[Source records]
-- begin --

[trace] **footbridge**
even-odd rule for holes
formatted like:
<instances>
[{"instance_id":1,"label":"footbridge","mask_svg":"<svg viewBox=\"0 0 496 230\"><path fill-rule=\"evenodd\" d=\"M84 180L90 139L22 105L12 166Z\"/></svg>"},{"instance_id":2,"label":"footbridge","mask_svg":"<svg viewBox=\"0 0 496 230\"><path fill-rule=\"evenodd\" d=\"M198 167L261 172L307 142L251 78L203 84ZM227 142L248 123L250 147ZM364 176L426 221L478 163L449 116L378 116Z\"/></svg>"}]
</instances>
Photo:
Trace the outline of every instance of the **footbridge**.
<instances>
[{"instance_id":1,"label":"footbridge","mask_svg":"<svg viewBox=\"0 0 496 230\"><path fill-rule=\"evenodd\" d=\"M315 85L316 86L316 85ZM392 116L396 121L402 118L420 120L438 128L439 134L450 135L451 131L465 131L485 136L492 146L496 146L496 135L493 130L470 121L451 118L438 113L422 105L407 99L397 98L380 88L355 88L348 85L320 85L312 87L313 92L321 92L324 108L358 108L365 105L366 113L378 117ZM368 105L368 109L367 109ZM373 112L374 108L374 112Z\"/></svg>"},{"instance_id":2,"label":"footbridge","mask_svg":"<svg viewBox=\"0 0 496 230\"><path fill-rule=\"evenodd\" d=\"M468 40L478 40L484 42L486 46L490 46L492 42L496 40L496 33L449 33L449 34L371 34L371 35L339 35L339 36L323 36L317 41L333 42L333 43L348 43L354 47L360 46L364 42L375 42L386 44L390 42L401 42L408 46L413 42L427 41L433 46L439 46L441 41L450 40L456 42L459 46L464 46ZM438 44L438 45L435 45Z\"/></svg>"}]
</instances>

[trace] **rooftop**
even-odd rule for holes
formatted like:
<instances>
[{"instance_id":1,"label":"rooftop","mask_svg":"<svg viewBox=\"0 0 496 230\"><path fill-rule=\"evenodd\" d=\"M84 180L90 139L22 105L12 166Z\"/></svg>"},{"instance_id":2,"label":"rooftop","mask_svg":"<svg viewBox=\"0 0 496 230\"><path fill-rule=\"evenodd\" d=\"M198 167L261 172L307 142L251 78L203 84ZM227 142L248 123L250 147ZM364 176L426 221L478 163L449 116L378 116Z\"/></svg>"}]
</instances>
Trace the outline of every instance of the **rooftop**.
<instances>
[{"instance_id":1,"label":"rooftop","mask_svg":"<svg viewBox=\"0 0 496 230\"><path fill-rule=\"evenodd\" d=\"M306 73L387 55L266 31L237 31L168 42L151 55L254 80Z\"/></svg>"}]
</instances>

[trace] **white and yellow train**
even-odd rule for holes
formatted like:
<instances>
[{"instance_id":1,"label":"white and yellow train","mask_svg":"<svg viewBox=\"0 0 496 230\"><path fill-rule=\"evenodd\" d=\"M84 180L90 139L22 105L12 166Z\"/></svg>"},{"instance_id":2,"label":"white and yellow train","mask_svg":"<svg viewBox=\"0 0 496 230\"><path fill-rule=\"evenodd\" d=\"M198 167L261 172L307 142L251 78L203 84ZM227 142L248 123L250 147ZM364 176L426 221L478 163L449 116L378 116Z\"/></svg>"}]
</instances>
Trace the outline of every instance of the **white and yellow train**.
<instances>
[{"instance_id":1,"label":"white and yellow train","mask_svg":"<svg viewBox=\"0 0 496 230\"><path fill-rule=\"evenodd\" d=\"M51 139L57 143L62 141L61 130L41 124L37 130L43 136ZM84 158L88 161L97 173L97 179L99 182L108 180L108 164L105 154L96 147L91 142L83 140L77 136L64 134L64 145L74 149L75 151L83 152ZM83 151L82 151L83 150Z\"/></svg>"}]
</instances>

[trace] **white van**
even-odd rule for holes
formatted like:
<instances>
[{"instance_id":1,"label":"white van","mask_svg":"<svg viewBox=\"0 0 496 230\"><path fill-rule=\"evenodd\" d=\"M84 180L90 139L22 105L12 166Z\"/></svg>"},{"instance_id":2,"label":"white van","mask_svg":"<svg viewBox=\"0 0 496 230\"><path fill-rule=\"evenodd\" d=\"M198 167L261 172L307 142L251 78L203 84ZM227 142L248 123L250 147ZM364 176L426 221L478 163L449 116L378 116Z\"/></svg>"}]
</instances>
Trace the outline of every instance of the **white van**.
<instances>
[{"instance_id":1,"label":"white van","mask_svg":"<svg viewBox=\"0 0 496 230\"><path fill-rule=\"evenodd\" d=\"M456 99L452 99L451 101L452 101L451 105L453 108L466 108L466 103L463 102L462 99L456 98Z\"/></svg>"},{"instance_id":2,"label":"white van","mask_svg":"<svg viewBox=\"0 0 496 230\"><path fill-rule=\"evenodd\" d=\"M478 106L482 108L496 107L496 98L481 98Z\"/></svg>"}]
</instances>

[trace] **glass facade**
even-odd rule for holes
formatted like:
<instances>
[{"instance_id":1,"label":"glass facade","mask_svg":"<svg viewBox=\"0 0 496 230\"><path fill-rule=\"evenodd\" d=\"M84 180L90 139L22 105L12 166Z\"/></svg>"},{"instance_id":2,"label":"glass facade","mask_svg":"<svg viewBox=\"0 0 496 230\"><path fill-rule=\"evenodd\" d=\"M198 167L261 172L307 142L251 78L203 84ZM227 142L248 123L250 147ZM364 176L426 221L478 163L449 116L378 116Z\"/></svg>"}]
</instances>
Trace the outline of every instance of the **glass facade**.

-- end --

## REQUEST
Starting at the line that contains "[trace] **glass facade**" and ending at the last line of the material above, set out those lines as a numbered list, omitting any blank lines.

## EXERCISE OUTPUT
1. [trace] **glass facade**
2. even-odd rule for holes
3. formatted like:
4. <instances>
5. [{"instance_id":1,"label":"glass facade","mask_svg":"<svg viewBox=\"0 0 496 230\"><path fill-rule=\"evenodd\" d=\"M84 180L90 139L22 105L12 166Z\"/></svg>"},{"instance_id":2,"label":"glass facade","mask_svg":"<svg viewBox=\"0 0 496 230\"><path fill-rule=\"evenodd\" d=\"M198 167L261 172L307 142L251 78L203 84ZM227 142L248 123L250 147ZM364 176L426 221L478 163L449 116L378 116Z\"/></svg>"}]
6. </instances>
7. Trace the outline of every instance of the **glass facade**.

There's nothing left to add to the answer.